[Material to process]
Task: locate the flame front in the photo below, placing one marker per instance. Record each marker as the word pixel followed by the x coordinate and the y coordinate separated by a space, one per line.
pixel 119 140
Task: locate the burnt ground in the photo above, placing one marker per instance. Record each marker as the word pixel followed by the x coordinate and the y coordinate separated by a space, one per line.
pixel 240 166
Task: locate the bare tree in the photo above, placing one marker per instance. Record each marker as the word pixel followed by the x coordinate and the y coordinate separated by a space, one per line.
[/Material to process]
[Material to process]
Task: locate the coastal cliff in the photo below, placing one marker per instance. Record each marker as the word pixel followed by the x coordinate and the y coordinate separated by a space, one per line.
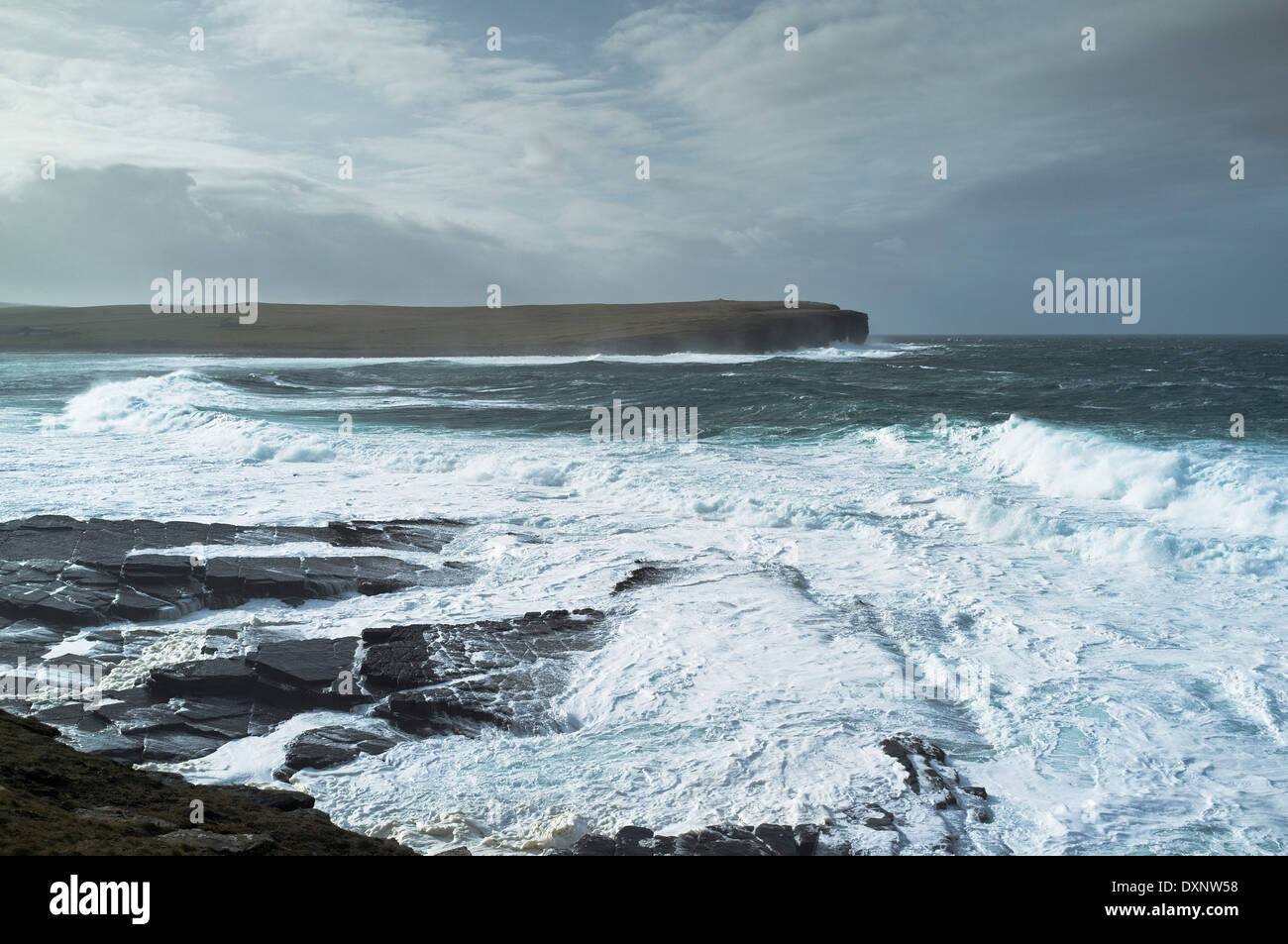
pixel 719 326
[/Material to process]
What is expected
Could you transcribe the entries above word for word, from the line with "Task: locate the burnt" down to the line with "Task: locate the bare", keeping both?

Response
Task: locate the burnt ground in the photo above, placing one marker per instance. Record each marker as the word pixel followed by the x coordinate and the y coordinate separated by a space, one per line.
pixel 240 166
Task: locate the bare tree in the photo above, placing one marker per instance. Record each marker as the word pixel followed by the x coordinate and the y coordinate separated by a space, one per line.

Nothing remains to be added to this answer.